TEXTAUSZUG
"""

ENERGIEPOLITIK IM WANDEL
Im neusten ‹Energiekonzept 2014–2025› orientiert sich die Gemeinde an den bis 2050 zu erreichenden Zielen der 2000-Watt-Gesellschaft und bricht diese auf das Jahr 2025 herunter. Bis dann müsste der Verbrauch von nicht erneuerbarer Energie um 30 Prozent reduziert werden. Dem Ausbau des Wärmeverbunds kommt dabei eine wichtige Rolle zu. Es braucht aber auch eine optimale energietechnische Sanierung der bestehenden Bausubstanz – und zwar nicht nur der gemeindeeigenen Liegenschaften, sondern auch der privaten. Im Unterschied zu den Pionierzeiten des Wärmeverbunds läuft nicht mehr alles auf freiwilliger Basis. Bund und Kanton fördern zwar immer noch nachhaltige Energieprojekte, erlassen aber auch strengere Vorschriften. Um die internationalen Klimaziele des ‹Übereinkommens von Paris› 2015 und die nationale ‹Energiestrategie 2050› von 2017 zu erreichen, setzen Bund und Kantone immer mehr Gesetze ein. Das revidierte Energiegesetz des Kantons Basel-Stadt von 2017 verlangt, dass bei Neubauten oder beim Ersatz von Heizungen erneuerbare Energie genutzt wird. Man kann die Riehener Energiepolitik folglich in drei Phasen unterteilen. Die ersten Energieprojekte ergaben sich mehr oder weniger aus den gegebenen Umständen. Es folgte die Phase der Energiekonzepte, in der sich die Gemeinde Ziele über mehrere Jahre setzte und die erforderlichen Massnahmen formulierte. Jetzt folgt die Zeit, in der kantonale Gesetze stärker Einfluss nehmen auf die Energiepolitik der Gemeinde. Vor über 30 Jahren hatte Riehen mit den beiden Geothermiebohrungen am Bachtelenweg und im Lettacker sowie mit der Installation der Photovoltaikanlage auf dem Dach des Freizeitzentrums Landauer freiwillig begonnen, auf diese Ziele hinzuarbeiten.

"""

Um wie viel Prozent müsste laut dem Textauszug zur Riehener Energiepolitik der Verbrauch nicht erneuerbarer Energie bis 2025 sinken?

ERFASSTE ANGABEN
"""

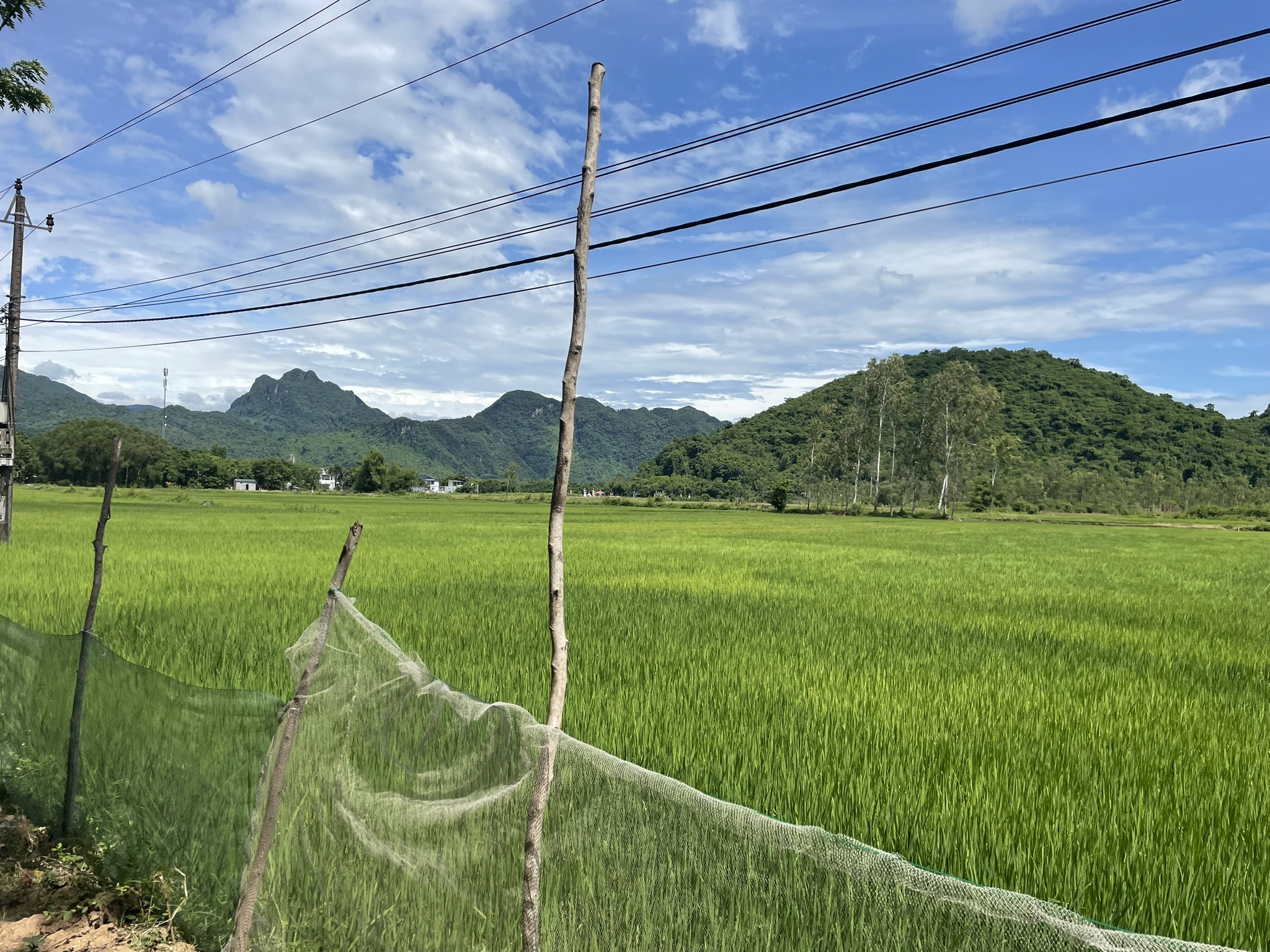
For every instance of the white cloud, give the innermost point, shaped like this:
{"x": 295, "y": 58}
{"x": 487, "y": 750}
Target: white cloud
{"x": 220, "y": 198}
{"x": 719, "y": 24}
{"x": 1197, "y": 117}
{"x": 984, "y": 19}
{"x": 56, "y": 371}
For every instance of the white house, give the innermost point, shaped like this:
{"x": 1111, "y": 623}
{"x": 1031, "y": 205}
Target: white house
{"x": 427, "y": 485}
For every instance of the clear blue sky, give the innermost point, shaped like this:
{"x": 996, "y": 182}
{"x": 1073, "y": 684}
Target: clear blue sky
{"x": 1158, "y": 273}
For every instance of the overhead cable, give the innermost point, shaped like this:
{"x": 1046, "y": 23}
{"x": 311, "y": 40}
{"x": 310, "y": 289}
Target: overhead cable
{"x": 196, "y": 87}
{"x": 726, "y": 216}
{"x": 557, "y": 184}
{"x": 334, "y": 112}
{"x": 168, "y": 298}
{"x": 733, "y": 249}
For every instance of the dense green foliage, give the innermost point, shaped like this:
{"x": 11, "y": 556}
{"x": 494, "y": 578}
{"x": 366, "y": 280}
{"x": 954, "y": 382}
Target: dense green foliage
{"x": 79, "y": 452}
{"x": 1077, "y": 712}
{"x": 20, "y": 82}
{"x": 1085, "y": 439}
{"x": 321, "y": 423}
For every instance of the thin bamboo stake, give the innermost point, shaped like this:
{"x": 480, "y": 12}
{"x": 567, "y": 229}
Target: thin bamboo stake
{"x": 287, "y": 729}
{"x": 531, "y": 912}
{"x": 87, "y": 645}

"""

ANTWORT
Um 30 Prozent.